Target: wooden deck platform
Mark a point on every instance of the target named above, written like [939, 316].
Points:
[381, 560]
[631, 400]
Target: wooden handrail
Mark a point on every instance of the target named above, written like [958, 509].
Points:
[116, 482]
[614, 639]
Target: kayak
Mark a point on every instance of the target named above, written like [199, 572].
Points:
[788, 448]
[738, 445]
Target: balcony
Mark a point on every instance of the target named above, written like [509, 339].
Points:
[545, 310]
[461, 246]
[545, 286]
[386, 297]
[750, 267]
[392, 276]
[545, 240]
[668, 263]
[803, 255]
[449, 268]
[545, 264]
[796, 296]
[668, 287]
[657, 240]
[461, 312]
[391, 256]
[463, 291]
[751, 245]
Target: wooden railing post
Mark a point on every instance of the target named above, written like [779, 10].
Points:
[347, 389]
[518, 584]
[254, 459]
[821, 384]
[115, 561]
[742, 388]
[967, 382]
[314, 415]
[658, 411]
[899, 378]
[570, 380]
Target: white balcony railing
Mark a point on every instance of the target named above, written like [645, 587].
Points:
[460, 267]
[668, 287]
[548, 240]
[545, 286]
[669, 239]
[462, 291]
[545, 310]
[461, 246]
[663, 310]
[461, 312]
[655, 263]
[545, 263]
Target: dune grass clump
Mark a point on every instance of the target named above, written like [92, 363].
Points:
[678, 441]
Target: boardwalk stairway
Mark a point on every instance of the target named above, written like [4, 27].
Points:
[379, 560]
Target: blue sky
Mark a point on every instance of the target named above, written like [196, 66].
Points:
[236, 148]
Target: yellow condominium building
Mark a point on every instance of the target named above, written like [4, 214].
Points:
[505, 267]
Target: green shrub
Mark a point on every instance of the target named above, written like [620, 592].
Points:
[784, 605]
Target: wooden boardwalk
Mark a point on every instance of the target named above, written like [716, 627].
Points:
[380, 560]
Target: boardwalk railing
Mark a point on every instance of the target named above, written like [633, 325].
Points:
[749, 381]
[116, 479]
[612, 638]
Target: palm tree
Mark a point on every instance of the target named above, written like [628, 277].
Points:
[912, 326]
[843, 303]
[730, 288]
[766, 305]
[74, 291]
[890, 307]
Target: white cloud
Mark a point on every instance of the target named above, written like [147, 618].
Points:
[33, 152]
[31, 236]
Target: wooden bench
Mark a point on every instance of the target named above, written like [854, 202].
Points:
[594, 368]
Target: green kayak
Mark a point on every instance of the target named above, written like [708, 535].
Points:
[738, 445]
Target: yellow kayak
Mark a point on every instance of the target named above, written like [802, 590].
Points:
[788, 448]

* * *

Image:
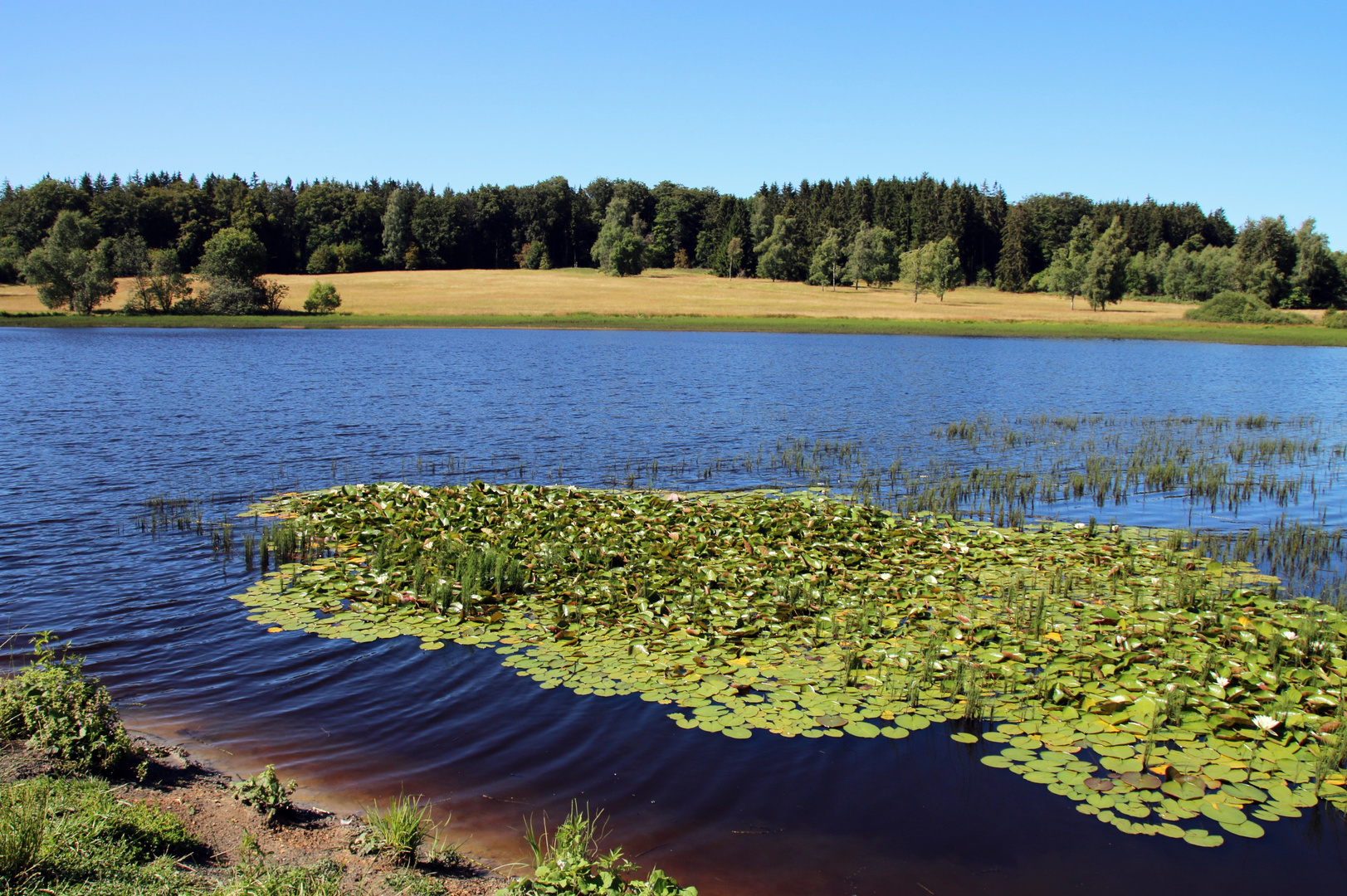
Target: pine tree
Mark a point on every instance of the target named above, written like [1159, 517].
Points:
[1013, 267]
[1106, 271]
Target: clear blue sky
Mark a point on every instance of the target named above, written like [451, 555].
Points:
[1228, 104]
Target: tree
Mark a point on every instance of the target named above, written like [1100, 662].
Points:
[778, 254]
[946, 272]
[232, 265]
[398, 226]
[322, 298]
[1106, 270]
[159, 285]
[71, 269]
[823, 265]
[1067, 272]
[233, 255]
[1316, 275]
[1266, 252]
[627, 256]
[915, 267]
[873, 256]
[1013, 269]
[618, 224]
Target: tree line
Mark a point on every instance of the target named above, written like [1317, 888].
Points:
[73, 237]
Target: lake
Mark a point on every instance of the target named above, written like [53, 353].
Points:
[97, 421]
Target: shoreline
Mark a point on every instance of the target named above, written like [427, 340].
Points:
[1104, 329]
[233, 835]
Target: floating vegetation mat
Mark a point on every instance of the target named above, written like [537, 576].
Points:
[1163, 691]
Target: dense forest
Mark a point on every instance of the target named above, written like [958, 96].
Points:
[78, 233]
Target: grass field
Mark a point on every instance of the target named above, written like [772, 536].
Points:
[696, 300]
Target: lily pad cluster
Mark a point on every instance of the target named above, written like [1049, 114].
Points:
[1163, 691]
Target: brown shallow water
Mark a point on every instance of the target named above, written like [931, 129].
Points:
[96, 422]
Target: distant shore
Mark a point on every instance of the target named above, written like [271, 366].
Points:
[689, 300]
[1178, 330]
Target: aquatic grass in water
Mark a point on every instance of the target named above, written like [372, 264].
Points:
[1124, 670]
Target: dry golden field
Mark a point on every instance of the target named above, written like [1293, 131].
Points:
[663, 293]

• **Your task**
Rescale the rows from the line with "Target: tree line" to the line with "[1178, 330]", and write out only those lines again, requests included. Multiply every point coordinate in the answers by 1.75 and round to whole numbers, with halves rounding up; leave the requests and their format samples unchanged.

• **The reply**
Target: tree line
Mark a point on every instance of the target named above, written like [1317, 888].
Points:
[128, 415]
Target: lake
Mark a point on every instance of the target named above, written like [53, 353].
Points:
[170, 737]
Target: shoreline
Mark a point on every instance of the target named above, written like [427, 340].
Points:
[1932, 576]
[408, 1461]
Target: floating vegetation mat
Mark a point on every instance of the target named above, written like [537, 576].
Points:
[2035, 1209]
Target: dense forest
Mark a point on every instance of the target named above, written like [958, 96].
Points:
[137, 408]
Target: grass field
Mark a point on every instance of the target named above, written like [772, 536].
Points:
[1218, 525]
Target: lily pad cluster
Mark a point on every instance of the target named above, written like [1049, 114].
Points:
[2035, 1209]
Target: brown shallow water
Mark a point on every instance of the target named above, written like [931, 129].
Points:
[168, 739]
Target: distant shore
Mark a point on every instance of the target named above, written like [271, 366].
Points:
[1206, 525]
[2062, 578]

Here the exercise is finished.